--- Begin Passage provided ---

Thread: Contradictory behavior of array_agg(distinct) aggregate.

Contradictory behavior of array_agg(distinct) aggregate.

From
Konstantin Knizhnik
Date:
Hi hackers!


Is it only me who consider that current behavior of array_agg(distinct) 
contradicts to interpretation of nulls in other cases ("null" is 
something like "unknown" which means that we can not say weather two 
nulls are the same or not). This is why it is allowed to insert multiple 
nulls in the unique column.

postgres=# create table t(x integer unique);
CREATE TABLE
postgres=# insert into t values (null),(null);
INSERT 0 2
postgres=# select count(distinct x) from t;
  count
-------
      0
(1 row)

postgres=# select array_agg(distinct x) from t;
  array_agg
-----------
  {NULL}
(1 row)

postgres=# select array_agg(x) from t;
   array_agg
-------------
  {NULL,NULL}
(1 row)


So what is the number of distinct "x" values in this case? I think that 
according to SQL model - 0 (as count(distinct) returns).
Why in this case array_agg(distinct x) returns non-empty array?

Yes, unlike most other aggregates, `array_agg` is not ignoring null values.
But is it correct to treat two null values as the same (non-distinct)?
IMHO correct result in this case should be either {} or NULL, either 
{NULL,NULL}.






Re: Contradictory behavior of array_agg(distinct) aggregate.

From
Tom Lane
Date:
Konstantin Knizhnik <knizhnik@garret.ru> writes:
> postgres=# create table t(x integer unique);
> CREATE TABLE
> postgres=# insert into t values (null),(null);
> INSERT 0 2
> postgres=# select count(distinct x) from t;
>   count
> -------
>       0
> (1 row)

> postgres=# select array_agg(distinct x) from t;
>   array_agg
> -----------
>   {NULL}
> (1 row)

> postgres=# select array_agg(x) from t;
>    array_agg
> -------------
>   {NULL,NULL}
> (1 row)

I see nothing contradictory here.  "array_agg(distinct x)"
combines the two NULLs into one, which is the normal
behavior of DISTINCT.  "count(distinct x)" does the same
thing --- but count() only counts non-null inputs, so
you end with zero.

            regards, tom lane



Re: Contradictory behavior of array_agg(distinct) aggregate.

--- End Passage provided ---
--- Begin Data ---

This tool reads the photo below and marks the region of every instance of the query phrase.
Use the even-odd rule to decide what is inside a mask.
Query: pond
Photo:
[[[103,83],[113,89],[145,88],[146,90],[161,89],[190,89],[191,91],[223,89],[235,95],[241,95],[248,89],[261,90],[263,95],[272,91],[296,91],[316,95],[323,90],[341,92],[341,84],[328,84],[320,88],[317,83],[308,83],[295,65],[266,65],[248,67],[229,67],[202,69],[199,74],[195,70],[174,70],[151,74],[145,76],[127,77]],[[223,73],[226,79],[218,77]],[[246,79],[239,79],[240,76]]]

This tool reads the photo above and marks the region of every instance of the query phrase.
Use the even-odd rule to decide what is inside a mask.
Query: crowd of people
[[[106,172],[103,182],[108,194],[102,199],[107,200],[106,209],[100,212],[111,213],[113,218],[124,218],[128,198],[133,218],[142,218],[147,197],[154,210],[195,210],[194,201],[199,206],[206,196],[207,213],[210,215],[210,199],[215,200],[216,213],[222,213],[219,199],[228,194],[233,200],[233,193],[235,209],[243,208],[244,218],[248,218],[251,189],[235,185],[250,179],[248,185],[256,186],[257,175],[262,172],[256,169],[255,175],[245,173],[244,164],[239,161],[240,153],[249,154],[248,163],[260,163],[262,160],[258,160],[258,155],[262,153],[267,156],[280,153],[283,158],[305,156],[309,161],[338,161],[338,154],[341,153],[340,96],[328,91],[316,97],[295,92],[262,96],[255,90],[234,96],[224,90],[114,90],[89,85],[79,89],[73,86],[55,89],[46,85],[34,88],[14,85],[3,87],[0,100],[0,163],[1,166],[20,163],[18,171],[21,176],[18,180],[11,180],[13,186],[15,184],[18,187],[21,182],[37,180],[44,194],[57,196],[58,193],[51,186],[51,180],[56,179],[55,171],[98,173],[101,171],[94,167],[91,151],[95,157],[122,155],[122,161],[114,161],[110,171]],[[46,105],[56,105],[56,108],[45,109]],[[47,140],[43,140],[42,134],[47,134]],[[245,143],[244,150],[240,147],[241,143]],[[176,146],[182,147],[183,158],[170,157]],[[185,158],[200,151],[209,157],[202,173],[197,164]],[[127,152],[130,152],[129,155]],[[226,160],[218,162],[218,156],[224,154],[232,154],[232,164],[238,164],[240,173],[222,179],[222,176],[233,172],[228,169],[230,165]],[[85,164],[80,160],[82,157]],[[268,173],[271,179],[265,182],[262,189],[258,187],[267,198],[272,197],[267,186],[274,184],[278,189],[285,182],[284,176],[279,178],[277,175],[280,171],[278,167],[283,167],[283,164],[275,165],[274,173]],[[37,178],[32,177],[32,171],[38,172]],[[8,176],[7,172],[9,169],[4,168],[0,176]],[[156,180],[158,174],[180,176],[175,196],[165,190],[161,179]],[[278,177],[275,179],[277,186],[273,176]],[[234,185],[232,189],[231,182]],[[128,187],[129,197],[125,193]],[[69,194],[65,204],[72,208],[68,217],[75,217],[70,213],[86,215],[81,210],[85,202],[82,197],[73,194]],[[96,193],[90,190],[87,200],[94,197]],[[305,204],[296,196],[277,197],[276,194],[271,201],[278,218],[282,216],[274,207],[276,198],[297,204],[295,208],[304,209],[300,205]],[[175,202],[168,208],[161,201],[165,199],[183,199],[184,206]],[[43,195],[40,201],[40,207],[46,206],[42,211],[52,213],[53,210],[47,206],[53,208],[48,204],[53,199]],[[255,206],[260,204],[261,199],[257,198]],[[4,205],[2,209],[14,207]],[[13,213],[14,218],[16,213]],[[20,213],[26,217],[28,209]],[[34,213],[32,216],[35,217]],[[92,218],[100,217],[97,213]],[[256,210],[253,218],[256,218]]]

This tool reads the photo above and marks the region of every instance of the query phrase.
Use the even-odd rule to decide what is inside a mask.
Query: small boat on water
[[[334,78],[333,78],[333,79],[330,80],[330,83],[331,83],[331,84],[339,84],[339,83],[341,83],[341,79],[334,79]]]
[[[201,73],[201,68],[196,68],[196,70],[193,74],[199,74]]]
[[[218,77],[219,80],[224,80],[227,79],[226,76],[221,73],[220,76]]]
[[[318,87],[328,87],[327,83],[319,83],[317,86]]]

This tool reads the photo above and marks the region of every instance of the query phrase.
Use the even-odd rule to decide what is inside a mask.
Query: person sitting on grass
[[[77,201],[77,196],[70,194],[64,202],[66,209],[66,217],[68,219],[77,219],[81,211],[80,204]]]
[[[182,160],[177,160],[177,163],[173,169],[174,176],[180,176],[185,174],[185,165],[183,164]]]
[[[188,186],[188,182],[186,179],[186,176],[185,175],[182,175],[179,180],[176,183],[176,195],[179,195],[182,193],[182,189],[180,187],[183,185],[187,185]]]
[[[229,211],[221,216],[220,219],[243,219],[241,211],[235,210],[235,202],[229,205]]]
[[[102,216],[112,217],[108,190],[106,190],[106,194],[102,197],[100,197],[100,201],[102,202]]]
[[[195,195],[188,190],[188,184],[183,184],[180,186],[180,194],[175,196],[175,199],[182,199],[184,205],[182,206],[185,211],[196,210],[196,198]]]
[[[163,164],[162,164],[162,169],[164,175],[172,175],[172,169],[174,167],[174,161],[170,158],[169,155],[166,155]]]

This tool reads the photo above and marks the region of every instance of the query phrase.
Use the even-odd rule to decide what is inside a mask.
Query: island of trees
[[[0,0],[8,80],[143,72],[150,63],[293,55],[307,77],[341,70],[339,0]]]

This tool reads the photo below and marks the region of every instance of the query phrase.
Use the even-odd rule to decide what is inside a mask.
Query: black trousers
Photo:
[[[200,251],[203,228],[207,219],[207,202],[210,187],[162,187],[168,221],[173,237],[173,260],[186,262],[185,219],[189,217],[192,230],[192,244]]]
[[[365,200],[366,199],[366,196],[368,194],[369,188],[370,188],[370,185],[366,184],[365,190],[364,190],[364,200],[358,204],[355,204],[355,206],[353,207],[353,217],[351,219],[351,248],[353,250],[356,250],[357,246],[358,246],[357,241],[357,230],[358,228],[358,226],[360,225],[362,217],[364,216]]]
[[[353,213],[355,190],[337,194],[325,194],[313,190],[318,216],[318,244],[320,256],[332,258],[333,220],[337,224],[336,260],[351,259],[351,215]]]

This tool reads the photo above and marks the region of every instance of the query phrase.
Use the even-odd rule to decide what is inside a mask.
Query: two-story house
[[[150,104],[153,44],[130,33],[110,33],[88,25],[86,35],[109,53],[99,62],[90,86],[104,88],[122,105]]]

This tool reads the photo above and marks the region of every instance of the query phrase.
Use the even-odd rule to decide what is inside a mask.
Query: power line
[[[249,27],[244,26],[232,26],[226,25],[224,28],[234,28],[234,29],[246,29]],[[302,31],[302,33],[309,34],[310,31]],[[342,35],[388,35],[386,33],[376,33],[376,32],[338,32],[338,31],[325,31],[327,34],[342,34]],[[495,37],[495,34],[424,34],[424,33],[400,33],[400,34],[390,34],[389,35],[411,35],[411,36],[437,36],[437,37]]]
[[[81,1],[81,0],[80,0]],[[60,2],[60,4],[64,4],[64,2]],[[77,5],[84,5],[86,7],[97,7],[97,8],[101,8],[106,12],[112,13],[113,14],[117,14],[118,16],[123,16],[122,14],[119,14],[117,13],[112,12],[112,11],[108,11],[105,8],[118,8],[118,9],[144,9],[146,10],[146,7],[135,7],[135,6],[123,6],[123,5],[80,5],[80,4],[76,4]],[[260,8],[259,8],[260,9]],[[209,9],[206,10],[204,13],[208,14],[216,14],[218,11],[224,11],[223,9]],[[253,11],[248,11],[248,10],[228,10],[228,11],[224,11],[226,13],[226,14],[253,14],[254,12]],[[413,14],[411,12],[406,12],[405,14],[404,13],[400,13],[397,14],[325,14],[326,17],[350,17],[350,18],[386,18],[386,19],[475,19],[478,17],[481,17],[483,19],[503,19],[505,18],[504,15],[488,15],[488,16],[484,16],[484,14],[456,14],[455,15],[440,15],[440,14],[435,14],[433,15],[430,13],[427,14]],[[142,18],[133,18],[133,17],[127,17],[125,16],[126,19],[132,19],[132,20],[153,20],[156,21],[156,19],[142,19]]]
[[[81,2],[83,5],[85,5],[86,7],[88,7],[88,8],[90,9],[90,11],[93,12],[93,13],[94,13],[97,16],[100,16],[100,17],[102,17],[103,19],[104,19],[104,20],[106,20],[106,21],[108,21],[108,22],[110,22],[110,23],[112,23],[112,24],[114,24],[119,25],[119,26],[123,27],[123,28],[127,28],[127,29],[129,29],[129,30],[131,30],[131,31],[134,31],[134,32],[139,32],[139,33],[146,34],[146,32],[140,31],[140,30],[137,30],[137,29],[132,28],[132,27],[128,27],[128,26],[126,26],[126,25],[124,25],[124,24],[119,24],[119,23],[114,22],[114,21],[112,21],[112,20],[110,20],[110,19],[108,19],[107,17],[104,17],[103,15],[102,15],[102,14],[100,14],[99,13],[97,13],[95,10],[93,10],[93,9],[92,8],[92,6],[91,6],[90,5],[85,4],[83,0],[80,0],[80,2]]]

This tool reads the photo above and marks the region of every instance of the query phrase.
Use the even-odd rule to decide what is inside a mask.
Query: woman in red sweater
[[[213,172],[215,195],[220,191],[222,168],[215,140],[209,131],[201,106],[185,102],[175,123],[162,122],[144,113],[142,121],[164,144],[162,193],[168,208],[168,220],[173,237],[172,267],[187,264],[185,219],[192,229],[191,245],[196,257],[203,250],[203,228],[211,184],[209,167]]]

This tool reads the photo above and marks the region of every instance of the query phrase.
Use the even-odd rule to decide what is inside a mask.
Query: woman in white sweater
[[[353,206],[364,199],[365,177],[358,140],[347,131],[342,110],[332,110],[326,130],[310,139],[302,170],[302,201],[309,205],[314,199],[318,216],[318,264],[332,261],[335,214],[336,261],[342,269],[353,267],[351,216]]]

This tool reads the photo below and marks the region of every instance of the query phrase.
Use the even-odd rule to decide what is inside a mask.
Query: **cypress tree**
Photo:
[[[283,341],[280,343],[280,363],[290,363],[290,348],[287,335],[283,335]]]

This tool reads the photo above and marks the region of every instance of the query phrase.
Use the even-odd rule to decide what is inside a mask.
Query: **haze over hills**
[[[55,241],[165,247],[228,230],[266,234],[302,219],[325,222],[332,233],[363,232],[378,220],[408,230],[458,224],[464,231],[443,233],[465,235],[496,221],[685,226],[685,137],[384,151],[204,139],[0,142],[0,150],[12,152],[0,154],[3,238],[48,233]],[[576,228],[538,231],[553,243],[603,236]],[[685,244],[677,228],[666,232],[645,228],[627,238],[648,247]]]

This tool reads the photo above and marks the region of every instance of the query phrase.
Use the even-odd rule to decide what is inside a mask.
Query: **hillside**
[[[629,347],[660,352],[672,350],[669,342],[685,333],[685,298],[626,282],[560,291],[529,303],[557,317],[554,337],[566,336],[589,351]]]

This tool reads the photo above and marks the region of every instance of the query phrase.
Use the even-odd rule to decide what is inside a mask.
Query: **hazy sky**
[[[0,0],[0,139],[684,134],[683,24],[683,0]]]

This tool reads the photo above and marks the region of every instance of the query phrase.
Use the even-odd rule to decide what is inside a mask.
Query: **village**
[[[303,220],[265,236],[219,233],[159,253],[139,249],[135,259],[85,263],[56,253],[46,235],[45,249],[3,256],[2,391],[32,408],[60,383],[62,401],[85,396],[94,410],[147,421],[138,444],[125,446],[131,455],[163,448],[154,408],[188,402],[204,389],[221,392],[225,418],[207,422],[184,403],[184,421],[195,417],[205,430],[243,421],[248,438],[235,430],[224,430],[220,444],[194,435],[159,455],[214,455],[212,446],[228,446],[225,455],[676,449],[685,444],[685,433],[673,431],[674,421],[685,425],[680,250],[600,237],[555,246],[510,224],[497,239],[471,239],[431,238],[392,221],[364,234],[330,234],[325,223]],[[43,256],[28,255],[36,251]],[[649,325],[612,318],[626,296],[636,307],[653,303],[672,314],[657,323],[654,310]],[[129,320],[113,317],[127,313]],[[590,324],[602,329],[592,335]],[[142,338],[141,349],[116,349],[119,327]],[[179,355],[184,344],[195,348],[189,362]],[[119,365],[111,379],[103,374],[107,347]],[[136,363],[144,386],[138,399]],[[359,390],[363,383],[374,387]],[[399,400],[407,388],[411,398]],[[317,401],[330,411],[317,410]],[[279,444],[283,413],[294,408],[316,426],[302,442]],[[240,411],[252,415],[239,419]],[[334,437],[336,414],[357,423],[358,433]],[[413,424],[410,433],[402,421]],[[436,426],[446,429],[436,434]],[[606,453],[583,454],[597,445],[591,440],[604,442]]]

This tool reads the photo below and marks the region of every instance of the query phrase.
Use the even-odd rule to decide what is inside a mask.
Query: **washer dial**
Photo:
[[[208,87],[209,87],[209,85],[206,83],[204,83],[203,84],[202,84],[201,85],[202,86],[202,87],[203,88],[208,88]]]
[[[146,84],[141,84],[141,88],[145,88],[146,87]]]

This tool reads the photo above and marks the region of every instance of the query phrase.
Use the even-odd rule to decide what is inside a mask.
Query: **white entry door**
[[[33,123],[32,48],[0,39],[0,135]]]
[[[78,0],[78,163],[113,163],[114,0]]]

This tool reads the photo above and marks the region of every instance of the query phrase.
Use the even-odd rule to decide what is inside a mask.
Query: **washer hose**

--- End Data ---

Your task —
In order, list each SQL statement typed at the postgres=# prompt in the opening message of the array_agg(distinct) thread.

Solution —
1. create table t(x integer unique);
2. insert into t values (null),(null);
3. select count(distinct x) from t;
4. select array_agg(distinct x) from t;
5. select array_agg(x) from t;